- DOCUMENT PASSAGE
↓

Transition Industries has signed a Letter of Intent (LOI) with Mitsubishi Gas Chemical Company (MGC) to enter into a long-term Methanol Sales Agreement (MSA).
Under the MSA, Transition Industries intends to supply MGC approximately 1 million MT per annum of ultra-low carbon methanol from its Pacifico Mexinol project, a 6,145 MT per day methanol production facility near Topolobampo, Sinaloa, Mexico.
Transition Industries is jointly developing Pacifico Mexinol with the International Finance Corporation (IFC) a member of the World Bank Group. The terms of the LOI and MSA were not disclosed.
Pacifico Mexinol, which will be operational in 2028, will be the largest single ultra-low carbon chemicals facility in the world - producing approximately 350,000 MT of green methanol and 1.8 million MT of blue methanol annually from natural gas with carbon capture.

↑

- GIVEN MATERIAL
↓

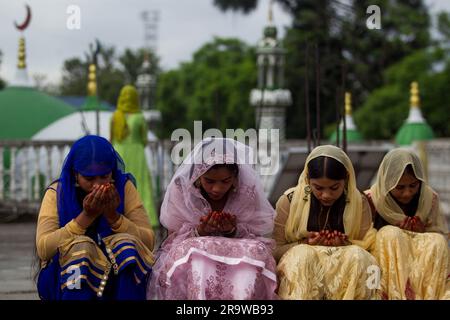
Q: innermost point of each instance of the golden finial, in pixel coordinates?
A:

↑

- TASK TO CARRY OUT
From the passage on the Pacifico Mexinol methanol agreement, set down the part that opens with the words containing "Under the MSA, Transition" and closes with "with carbon capture.", word for word.

- ANSWER FOR THIS EXERCISE
Under the MSA, Transition Industries intends to supply MGC approximately 1 million MT per annum of ultra-low carbon methanol from its Pacifico Mexinol project, a 6,145 MT per day methanol production facility near Topolobampo, Sinaloa, Mexico.
Transition Industries is jointly developing Pacifico Mexinol with the International Finance Corporation (IFC) a member of the World Bank Group. The terms of the LOI and MSA were not disclosed.
Pacifico Mexinol, which will be operational in 2028, will be the largest single ultra-low carbon chemicals facility in the world - producing approximately 350,000 MT of green methanol and 1.8 million MT of blue methanol annually from natural gas with carbon capture.